■ DIRECTIVES
1. In the passage on hydrogen production and storage, what temperature is liquid hydrogen stored at?
2. Can you sum up the passage on hydrogen production and storage in two sentences?
3. Could you write the next part of the passage on hydrogen storage, picking up after its final sentence?

■ PASSAGE TO READ
□ □ □ □ □

The typical requirements of a hydrolysis plant include electricity for electrolysis, water cooling for the hydrogen generating unit, pressurization and inert gas units and means for hydrogen storage [13], as shown in Figure 2.

It is important to highlight that hydrogen production using pressurized water requires less power than when hydrogen compressors are used. The difference is about 15% kW, which demonstrates the advantage of using water pressurized via pumps instead of power consuming compressors [14].

2.3. Storage and Transportation of Hydrogen

Due to its low density, hydrogen is a difficult gas to store. However there is a wide variety of possibilities for its storage so that the most appropriate technique for each application can be selected.

Table 4. Characteristics of Hydrogen storage methods.

Technology	Volume (L)	Mass (Kg)	Density (%H2 by Weight)
35 MPa, H2 compressed	145	45	6.7
70 MPa, H2 compressed	100	50	6.0
Cryogenic, H2 liquid	90	40	7.5
Metal hydrides, H2 solid	55	215	1.4

shows the characteristics of hydrogen according to the different types of storage [12].

2.3.1. Gaseous Hydrogen Storage

The most conventional way to store hydrogen is in steel tanks or low pressure bottles (35 MPa) or high-pressure bottles (70 MPa) in order to reduce the volume they occupy. An alternative for the storage of hydrogen, for automotive applications, is by means of glass microspheres. The hydrogen charging process is done by taking advantage of the permeability of high pressure hydrogen (35–70 MPa) at a temperature of 300 °C which allows it to be introduced into the microspheres held within a pressure-resistant container. Once charging is complete, the unit cools down to ambient temperature with the gas being retained in the microspheres. Later on, for its proper use, it is necessary to heat the microspheres up to 200–300 °C, in order to release the hydrogen in a controlled way and feed the engine or fuel cell. The main problems presented by this technique are the low volumetric density of the hydrogen, the high filling pressures and the high release temperature of the hydrogen. However, they offer the advantage of being inherently safe because during transportation the hydrogen is at a low pressure and it allows use of non-spherical or cylindrical tanks. A storage density of 5.4% wt. is achieved [8].

2.3.2. Liquid Hydrogen Storage

Hydrogen can be stored in liquid form at cryogenic temperatures (−253 °C). The main advantage of this system is its high energy density per volume unit, even at relatively low pressures. Its main disadvantage is that there are evaporation losses during the periods in which it is not used if the containers are not adequately isolated and insulated. Another liquid storage system used is based on borohydride solutions. In this case, the hydrogen is released from a catalytic hydrolysis reaction:

NaBH₄ (l) +2H₂O (l) → 4H₂ (g) +NaBO₂ (s)

The theoretical storage density of this technique is 10.9% wt. [8].

□ □ □ □ □

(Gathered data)
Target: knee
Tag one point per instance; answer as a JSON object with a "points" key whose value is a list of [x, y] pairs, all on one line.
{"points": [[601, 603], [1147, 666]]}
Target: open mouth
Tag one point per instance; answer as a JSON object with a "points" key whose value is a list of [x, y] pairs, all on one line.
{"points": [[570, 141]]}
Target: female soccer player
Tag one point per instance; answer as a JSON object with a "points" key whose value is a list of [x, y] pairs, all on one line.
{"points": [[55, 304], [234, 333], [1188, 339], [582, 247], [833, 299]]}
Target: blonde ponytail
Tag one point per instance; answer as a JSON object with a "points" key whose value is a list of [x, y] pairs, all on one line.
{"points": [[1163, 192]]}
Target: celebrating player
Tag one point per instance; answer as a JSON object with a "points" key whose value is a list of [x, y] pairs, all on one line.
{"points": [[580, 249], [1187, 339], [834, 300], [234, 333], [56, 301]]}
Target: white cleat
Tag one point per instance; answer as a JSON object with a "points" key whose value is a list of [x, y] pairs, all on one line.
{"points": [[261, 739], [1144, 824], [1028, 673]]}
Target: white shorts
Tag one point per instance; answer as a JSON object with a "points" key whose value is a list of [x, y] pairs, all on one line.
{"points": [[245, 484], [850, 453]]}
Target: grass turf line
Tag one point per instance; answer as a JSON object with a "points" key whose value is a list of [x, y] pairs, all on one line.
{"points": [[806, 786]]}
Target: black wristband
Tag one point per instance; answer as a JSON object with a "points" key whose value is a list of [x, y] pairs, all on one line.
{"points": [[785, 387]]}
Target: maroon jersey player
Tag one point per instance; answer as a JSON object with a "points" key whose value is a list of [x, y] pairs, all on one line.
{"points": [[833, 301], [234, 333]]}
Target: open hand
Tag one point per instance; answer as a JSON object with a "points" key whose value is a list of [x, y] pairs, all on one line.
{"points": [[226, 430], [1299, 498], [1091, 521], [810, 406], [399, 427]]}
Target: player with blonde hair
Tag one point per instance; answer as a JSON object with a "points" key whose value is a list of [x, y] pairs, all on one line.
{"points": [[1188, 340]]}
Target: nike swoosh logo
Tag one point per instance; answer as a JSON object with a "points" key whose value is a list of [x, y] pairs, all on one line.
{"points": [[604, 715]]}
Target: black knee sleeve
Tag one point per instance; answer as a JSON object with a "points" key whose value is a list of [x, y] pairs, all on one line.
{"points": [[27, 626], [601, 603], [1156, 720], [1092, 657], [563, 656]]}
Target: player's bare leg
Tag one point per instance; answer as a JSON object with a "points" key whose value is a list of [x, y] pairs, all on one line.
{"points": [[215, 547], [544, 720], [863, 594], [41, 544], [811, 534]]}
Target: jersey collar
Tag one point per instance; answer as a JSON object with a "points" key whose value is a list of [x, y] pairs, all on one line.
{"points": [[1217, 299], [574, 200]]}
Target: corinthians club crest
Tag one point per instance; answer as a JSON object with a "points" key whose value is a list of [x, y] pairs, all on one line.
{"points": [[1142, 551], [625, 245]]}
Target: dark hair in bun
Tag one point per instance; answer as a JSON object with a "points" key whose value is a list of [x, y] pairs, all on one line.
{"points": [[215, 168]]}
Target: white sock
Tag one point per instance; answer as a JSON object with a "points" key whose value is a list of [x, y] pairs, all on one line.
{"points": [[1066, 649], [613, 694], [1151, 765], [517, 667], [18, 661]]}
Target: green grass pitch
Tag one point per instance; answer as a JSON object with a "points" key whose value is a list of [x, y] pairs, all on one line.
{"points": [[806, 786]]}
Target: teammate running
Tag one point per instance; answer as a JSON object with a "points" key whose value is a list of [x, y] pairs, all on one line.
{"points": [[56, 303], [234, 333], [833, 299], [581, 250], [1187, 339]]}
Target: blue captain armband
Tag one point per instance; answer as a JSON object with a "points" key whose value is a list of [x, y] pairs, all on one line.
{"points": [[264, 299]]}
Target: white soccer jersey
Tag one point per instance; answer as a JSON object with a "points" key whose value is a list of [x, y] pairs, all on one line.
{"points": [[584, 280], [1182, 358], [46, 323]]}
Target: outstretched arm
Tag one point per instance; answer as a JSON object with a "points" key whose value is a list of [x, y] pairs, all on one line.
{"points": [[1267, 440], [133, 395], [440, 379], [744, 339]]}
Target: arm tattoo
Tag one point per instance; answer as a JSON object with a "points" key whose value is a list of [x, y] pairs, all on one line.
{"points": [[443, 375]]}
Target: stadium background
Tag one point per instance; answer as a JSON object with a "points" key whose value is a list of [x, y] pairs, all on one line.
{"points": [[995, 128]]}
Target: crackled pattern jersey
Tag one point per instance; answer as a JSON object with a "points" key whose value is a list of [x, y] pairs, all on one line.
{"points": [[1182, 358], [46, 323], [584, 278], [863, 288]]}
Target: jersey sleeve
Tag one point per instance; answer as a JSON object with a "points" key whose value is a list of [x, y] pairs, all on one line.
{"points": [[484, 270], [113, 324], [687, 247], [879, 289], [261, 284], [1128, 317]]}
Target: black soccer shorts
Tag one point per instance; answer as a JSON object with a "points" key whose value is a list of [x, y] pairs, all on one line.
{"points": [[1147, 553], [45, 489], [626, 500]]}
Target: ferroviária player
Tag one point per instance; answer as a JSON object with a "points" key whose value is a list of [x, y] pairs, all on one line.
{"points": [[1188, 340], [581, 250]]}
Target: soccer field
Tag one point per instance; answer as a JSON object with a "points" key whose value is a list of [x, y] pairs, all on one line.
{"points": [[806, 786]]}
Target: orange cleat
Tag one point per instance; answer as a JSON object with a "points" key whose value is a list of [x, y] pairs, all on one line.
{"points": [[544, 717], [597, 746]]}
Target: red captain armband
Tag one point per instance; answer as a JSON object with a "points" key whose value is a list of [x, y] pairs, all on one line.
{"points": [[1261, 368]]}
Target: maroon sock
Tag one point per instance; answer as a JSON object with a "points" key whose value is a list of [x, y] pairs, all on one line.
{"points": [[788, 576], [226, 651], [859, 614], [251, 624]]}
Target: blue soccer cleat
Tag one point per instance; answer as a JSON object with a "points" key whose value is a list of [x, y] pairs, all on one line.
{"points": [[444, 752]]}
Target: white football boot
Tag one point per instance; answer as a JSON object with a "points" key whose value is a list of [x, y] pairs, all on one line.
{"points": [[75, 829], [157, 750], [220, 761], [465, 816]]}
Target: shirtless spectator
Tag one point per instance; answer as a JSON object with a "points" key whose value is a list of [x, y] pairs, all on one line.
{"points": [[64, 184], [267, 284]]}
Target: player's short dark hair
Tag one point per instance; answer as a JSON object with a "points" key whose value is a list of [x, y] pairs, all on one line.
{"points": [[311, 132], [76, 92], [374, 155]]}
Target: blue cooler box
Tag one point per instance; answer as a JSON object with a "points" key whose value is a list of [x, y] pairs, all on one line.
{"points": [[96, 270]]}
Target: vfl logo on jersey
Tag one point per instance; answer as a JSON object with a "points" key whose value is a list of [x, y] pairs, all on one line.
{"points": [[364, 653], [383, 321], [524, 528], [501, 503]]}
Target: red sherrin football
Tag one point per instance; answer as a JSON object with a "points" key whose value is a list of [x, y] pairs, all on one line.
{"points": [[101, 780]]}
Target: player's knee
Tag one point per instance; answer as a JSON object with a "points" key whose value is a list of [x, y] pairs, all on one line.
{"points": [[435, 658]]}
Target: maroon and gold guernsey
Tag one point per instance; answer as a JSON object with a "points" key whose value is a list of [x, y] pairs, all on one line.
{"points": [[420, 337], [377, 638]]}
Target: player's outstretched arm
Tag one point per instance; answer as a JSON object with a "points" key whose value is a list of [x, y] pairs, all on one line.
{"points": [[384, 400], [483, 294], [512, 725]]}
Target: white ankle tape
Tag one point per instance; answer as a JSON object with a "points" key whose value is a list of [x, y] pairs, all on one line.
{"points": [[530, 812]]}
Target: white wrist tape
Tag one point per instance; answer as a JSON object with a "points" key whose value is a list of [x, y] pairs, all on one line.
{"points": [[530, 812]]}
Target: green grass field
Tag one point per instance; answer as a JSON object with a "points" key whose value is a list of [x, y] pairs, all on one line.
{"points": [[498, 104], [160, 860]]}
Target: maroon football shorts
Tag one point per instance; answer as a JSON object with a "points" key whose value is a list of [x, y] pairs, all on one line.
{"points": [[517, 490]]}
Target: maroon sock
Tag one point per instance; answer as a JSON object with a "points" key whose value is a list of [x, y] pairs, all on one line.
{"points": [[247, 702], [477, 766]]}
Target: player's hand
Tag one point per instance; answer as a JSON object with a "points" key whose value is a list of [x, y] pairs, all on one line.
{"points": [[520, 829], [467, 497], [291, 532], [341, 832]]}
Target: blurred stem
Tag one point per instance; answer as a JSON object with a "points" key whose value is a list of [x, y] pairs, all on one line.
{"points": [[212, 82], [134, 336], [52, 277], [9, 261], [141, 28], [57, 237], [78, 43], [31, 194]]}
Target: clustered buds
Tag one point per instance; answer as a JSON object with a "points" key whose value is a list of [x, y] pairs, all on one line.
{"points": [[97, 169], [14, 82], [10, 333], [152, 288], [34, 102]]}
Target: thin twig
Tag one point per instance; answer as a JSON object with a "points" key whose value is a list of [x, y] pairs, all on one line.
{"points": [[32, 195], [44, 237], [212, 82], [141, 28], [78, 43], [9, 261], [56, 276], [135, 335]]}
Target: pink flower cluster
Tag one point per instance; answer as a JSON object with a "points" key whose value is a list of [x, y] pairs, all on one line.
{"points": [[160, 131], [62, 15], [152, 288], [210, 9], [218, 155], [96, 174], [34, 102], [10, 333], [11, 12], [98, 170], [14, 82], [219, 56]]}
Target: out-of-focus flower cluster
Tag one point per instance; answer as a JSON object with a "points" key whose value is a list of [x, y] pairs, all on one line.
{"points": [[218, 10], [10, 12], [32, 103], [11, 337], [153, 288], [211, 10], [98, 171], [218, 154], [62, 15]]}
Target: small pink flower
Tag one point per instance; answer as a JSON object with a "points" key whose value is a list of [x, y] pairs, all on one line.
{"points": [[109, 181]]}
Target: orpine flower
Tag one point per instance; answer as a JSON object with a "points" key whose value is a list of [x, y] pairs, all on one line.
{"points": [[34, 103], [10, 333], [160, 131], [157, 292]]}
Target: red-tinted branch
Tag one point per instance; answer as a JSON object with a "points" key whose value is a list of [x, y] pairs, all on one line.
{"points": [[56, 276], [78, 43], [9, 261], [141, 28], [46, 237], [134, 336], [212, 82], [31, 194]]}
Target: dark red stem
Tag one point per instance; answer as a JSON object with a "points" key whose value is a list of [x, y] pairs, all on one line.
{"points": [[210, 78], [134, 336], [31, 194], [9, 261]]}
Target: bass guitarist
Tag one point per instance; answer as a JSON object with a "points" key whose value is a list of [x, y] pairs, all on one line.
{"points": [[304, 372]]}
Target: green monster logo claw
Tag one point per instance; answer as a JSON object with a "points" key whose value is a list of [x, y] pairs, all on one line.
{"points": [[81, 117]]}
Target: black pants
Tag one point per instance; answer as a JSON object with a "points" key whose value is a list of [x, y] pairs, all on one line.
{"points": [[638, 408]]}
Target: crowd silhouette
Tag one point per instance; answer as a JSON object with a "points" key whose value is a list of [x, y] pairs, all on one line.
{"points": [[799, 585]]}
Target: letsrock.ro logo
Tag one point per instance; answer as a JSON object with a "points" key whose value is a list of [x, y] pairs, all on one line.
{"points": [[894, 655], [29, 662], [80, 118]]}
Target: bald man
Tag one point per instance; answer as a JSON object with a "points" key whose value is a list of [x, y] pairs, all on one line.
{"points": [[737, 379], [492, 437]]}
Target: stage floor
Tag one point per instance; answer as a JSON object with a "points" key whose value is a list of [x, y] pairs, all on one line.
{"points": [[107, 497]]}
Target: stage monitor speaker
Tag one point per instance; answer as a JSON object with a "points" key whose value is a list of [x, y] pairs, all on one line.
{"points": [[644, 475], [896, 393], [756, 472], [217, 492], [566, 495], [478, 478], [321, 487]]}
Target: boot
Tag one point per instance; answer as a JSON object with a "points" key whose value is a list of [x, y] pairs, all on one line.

□ □ □ □ □

■ ANSWERS TO THE EXERCISE
1. −253 °C

2. Producing hydrogen with water pressurized by pumps takes less power than using compressors, and although hydrogen's low density makes it difficult to store, many storage methods exist. It can be kept as a gas in low- or high-pressure bottles or in glass microspheres, or as a liquid at cryogenic temperatures or in borohydride solutions.

3.
2.3.3. Solid Hydrogen Storage

Solid storage is potentially safe and efficient, both for stationary and transportation applications. Three only three given groups of materials are considered suitable for this type of storage [8,15]:

(1) Materials based on carbon (nanotubes and graphite nanofibers)

Carbon nanotubes (CNT) are made of curved and closed hexagonal carbon nets, forming nanometric tubes of carbon with excellent properties. They are lightweight, hollow and porous with a high mechanical resistance. This system allows storage densities which are double that of the liquid hydrogen tanks. However this storage is possible only at −196 °C and when left at ambient temperature a large part of it evaporates.

(2) Rechargeable Hydrides:

Hydrogen has the property of reacting with different transition metals forming hydrides. The reactions are reversible under adequate conditions of pressure and temperature, therefore a certain mass of metal can be charged and discharged a virtually unlimited number of times and can be used as a solid storage tank of hydrogen. Almost all the hydrides operate at moderate pressures, there is no leakage and they allow purification of the hydrogen, which is released when heat is applied to materials and pressure is reduced. This type of storage is safe and easy to use and allows more hydrogen per volume unit to be stored than with liquid hydrogen. However the weight of the system is high as a result of the low hydrogen retention levels (<2.5% wt.).

(3) Chemical hydrides (reagents with H₂O)

They can generate hydrogen by hydrolysis reactions.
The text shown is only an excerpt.